Start of ROWS

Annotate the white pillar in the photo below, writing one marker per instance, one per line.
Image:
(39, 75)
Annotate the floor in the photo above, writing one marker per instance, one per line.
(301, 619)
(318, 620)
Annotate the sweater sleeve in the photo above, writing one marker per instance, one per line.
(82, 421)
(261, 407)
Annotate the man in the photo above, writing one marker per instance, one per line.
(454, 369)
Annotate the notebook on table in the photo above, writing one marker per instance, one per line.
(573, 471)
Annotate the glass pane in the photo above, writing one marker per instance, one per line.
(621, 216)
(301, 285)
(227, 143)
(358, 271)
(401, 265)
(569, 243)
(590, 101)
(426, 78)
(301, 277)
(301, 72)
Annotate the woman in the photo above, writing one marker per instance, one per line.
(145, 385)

End of ROWS

SET PROBLEM: Can you recast every line of the listing above as a numbered list, leaving out any blank lines?

SOLUTION TO THE PROBLEM:
1. Annotate the white pillar in the photo below, writing one marker per instance, one per line.
2. Image:
3. (39, 75)
4. Annotate the floor in the photo above, writing one marker per instance, one per line.
5. (301, 619)
6. (318, 620)
7. Annotate the sweater sleeve in the photo above, writing one marker per instance, one per line.
8. (82, 421)
9. (261, 407)
10. Annotate the man in the photo above, writing one marker per instance, one per line.
11. (454, 369)
12. Annotate the notebook on table in the photo above, writing one marker per instance, one per line.
13. (573, 471)
14. Annotate the glass pane in the photo above, writing one marker per instance, one per line.
15. (621, 216)
16. (301, 285)
17. (227, 143)
18. (358, 271)
19. (401, 265)
20. (569, 243)
21. (590, 101)
22. (426, 78)
23. (301, 277)
24. (301, 72)
25. Annotate the woman in the photo above, writing one marker per instance, one per line.
26. (145, 385)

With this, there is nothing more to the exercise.